GIVEN EXERCISE:
Locate every line in the rows below that contains the string "shrub", and copy each of those lines.

LISTED RECORDS:
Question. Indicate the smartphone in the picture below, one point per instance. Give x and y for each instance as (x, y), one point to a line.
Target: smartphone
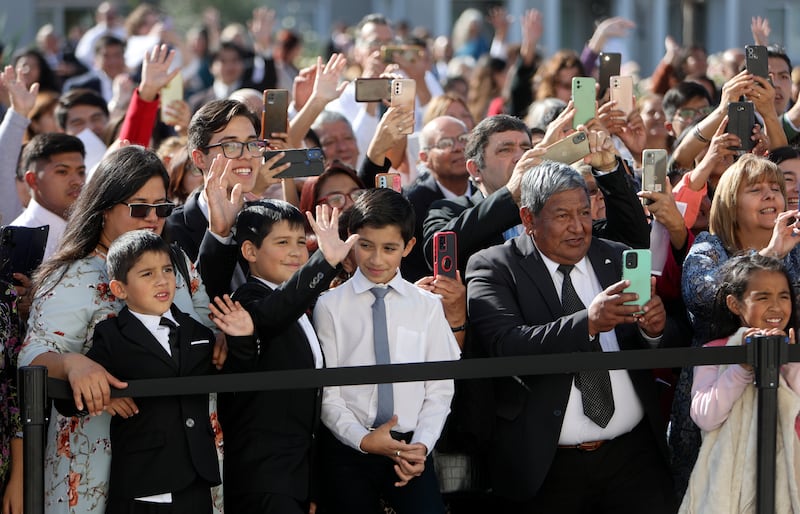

--

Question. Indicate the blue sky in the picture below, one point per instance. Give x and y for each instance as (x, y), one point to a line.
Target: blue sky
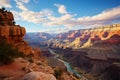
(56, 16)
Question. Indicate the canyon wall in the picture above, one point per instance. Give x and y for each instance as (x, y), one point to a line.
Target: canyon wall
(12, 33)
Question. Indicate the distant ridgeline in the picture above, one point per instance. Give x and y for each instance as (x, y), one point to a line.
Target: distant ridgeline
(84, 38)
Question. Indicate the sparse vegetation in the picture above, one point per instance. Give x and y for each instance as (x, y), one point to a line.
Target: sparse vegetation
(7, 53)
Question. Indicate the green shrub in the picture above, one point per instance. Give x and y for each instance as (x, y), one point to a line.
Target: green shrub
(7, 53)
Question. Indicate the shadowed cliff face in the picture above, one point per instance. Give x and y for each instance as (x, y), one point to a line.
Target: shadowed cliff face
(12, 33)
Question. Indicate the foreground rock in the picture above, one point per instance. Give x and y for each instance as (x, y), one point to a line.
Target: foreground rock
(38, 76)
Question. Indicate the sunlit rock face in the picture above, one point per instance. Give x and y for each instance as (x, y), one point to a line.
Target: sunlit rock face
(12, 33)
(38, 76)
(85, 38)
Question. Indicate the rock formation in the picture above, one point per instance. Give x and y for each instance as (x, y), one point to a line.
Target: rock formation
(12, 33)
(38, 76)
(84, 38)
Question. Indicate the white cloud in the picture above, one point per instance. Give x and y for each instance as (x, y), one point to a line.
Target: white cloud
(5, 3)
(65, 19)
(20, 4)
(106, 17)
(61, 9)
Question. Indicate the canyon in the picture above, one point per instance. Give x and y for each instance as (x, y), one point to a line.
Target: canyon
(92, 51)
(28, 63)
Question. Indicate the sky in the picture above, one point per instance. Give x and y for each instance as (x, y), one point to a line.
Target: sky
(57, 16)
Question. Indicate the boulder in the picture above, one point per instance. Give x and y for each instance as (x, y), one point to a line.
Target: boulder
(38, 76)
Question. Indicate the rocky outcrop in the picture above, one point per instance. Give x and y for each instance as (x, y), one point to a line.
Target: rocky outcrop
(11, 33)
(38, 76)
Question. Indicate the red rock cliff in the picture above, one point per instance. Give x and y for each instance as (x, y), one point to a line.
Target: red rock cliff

--

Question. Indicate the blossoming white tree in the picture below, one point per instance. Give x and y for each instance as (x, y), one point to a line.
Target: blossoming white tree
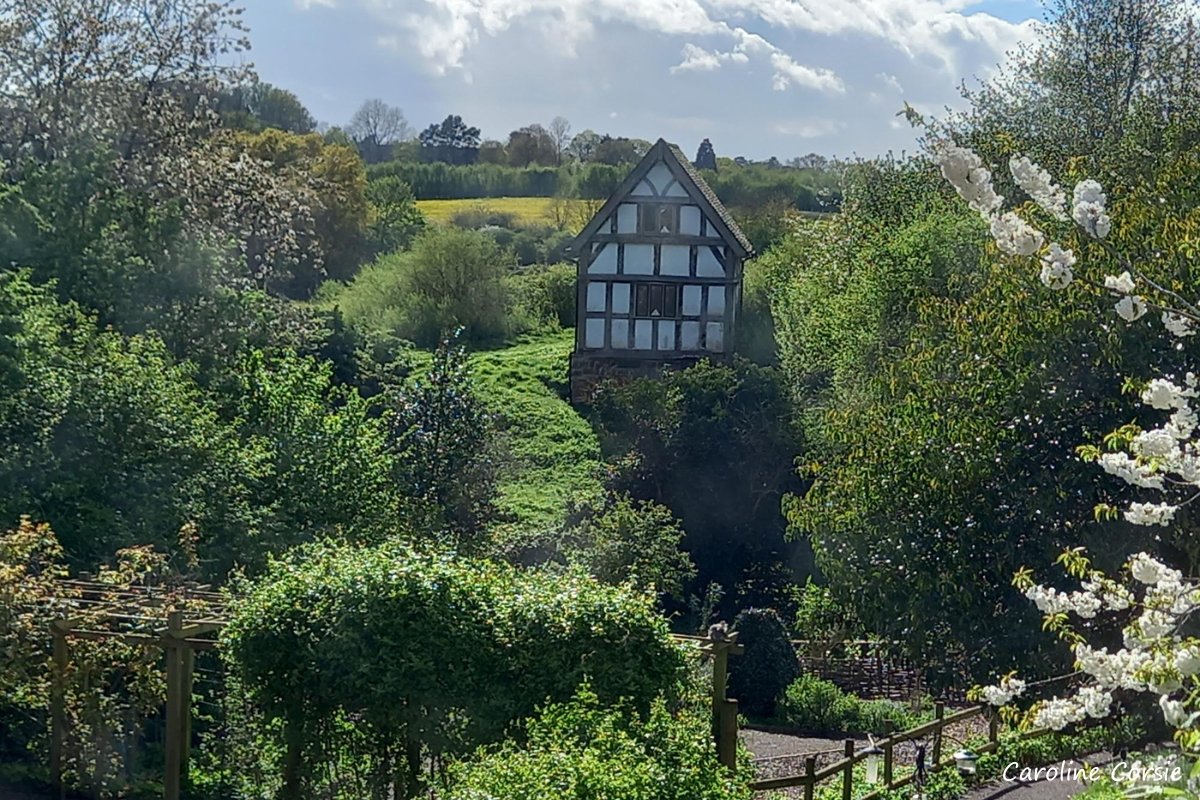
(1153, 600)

ANSWER:
Question. Indicate the green shrub in the picture above, one point per instance. Give x and y for each instance as (x, y), one point to a line.
Target: green shrub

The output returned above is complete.